__Goal__.
Can you reproduce word for word the lines of the records from the one containing "For the benchmark, indicate the row" through the one containing "point(94, 145)", both of those lines included?

----- Extracted information -----

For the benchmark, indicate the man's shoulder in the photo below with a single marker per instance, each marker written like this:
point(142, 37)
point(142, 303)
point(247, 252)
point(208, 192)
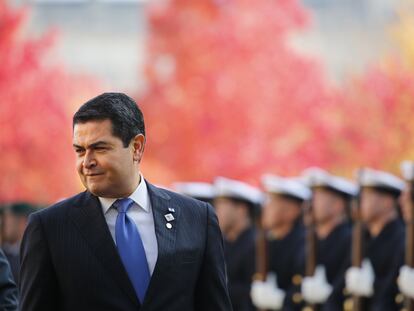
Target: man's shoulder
point(185, 202)
point(62, 206)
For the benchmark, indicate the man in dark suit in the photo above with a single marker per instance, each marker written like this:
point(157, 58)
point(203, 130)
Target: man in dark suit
point(123, 244)
point(376, 279)
point(8, 289)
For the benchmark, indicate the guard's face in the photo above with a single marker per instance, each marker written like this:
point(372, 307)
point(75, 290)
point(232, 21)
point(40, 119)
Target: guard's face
point(106, 168)
point(323, 204)
point(279, 211)
point(372, 204)
point(227, 213)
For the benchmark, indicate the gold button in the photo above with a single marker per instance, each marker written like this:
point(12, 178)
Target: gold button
point(348, 304)
point(297, 298)
point(399, 298)
point(297, 279)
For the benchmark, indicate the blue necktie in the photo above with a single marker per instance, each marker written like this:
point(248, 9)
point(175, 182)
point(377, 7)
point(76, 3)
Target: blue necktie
point(131, 249)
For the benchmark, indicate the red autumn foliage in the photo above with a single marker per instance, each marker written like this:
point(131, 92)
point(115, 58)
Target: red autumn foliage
point(36, 158)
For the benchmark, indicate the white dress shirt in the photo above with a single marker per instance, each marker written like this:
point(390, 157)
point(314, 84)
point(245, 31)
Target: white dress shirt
point(141, 214)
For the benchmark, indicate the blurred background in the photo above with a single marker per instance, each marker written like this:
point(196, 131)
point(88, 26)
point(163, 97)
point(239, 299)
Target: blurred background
point(234, 88)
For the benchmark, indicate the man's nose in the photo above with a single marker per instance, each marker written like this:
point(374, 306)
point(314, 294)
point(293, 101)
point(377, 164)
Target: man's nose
point(89, 160)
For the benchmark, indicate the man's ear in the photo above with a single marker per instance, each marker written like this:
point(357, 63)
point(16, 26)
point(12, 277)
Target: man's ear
point(138, 144)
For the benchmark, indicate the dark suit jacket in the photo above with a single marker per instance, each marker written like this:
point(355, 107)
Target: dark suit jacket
point(8, 288)
point(69, 260)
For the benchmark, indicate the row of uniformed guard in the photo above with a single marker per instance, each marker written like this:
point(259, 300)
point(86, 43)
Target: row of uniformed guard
point(317, 241)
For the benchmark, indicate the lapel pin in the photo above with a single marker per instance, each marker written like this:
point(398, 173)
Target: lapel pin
point(169, 217)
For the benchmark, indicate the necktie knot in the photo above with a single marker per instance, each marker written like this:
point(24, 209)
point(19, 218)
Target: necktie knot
point(123, 205)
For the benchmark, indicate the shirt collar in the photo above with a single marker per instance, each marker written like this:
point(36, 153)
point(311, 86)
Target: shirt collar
point(139, 196)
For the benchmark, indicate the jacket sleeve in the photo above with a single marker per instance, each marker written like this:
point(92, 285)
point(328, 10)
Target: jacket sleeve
point(38, 283)
point(211, 290)
point(8, 288)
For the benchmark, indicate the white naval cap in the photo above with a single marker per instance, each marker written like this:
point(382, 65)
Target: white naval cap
point(289, 186)
point(317, 177)
point(195, 189)
point(407, 170)
point(379, 179)
point(225, 187)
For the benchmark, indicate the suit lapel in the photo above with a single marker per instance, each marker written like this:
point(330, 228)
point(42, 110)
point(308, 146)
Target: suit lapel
point(162, 205)
point(89, 219)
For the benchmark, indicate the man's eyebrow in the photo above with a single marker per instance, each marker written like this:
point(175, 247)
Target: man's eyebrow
point(94, 145)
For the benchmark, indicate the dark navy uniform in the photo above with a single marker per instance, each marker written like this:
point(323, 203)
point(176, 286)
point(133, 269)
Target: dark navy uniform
point(334, 253)
point(240, 260)
point(385, 252)
point(286, 260)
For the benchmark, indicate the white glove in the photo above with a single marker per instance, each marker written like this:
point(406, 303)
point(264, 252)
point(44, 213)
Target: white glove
point(316, 289)
point(406, 281)
point(360, 280)
point(267, 295)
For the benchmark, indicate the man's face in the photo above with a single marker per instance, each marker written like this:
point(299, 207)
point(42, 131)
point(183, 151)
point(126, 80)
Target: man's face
point(279, 211)
point(373, 204)
point(106, 168)
point(227, 213)
point(324, 204)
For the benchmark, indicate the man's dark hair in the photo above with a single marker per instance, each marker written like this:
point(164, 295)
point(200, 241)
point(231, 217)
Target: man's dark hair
point(123, 112)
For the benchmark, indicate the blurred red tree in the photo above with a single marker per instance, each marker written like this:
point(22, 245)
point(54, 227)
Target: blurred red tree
point(227, 95)
point(36, 162)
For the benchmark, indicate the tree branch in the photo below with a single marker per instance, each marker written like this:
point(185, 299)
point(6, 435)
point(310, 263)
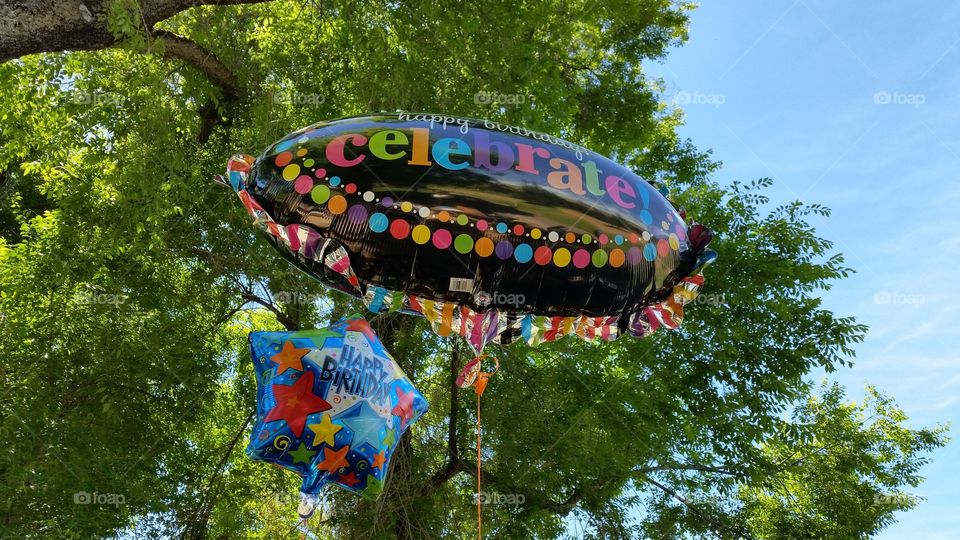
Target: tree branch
point(35, 26)
point(175, 46)
point(449, 468)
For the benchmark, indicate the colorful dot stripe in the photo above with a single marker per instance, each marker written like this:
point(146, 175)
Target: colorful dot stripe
point(314, 183)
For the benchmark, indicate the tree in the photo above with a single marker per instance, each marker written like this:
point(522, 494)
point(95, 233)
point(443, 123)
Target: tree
point(128, 282)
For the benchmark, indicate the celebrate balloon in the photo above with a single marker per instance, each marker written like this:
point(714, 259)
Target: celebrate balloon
point(490, 231)
point(331, 405)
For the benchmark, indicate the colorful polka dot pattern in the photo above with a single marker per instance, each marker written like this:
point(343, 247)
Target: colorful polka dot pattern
point(314, 183)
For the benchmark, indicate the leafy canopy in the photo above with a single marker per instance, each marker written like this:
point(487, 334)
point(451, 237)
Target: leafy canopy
point(128, 282)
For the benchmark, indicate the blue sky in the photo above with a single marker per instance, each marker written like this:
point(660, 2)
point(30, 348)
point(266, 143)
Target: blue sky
point(856, 107)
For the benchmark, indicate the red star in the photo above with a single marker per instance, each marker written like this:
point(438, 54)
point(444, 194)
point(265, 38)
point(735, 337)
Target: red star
point(379, 460)
point(404, 406)
point(289, 358)
point(349, 479)
point(362, 326)
point(295, 402)
point(333, 459)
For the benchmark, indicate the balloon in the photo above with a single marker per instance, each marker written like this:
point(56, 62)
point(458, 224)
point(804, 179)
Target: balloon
point(331, 405)
point(490, 231)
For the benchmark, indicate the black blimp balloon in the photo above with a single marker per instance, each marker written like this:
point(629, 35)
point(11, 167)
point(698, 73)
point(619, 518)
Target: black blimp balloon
point(490, 231)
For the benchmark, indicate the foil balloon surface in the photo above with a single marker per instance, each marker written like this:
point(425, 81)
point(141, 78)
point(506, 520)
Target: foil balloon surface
point(490, 231)
point(331, 406)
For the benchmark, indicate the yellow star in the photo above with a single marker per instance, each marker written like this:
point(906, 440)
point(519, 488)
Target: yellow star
point(289, 358)
point(324, 431)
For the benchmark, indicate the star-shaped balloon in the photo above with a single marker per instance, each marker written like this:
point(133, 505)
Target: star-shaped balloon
point(331, 406)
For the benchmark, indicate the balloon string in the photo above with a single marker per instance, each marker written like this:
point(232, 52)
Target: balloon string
point(479, 514)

-----

__Correct result__.
For the benchmark, indicate the row of uniformed guard in the photo above with a single marker per instance, each marker written like this:
point(259, 300)
point(86, 43)
Target: row of uniformed guard
point(317, 241)
For the benchmark, indicate the lapel pin in the photo above with a single marker per instance, each marker written like this:
point(398, 173)
Target: lapel pin
point(169, 217)
For the benchmark, indicate the necktie knot in the photo above with a single marker per instance, each marker written like this:
point(24, 209)
point(19, 218)
Target: necktie knot
point(123, 205)
For the benchmark, indicate the shirt collar in the photo above with a single marker per instance, each marker written like this:
point(36, 153)
point(311, 86)
Target: shirt collar
point(139, 196)
For the benchmark, indicate the jacket sleeve in the photo above with a single marker per instance, each marker written like this:
point(92, 285)
point(328, 10)
Target: jacket sleeve
point(38, 283)
point(211, 290)
point(8, 288)
For the benchmark, indicate the white naval cap in the photo above with a single marker per instance, each marker written like this:
point(382, 65)
Target: white naval cap
point(289, 186)
point(317, 177)
point(195, 189)
point(407, 170)
point(379, 179)
point(225, 187)
For the benchmark, indicate the suit lapel in the photo above with a single marker per instance, each marker written like this:
point(330, 228)
point(42, 110)
point(308, 146)
Target: suit lapel
point(162, 205)
point(89, 219)
For the benchmark, indicate the man's eyebrow in the photo above with a single marker per instance, each marker written like this:
point(175, 247)
Target: man's eyebrow
point(94, 145)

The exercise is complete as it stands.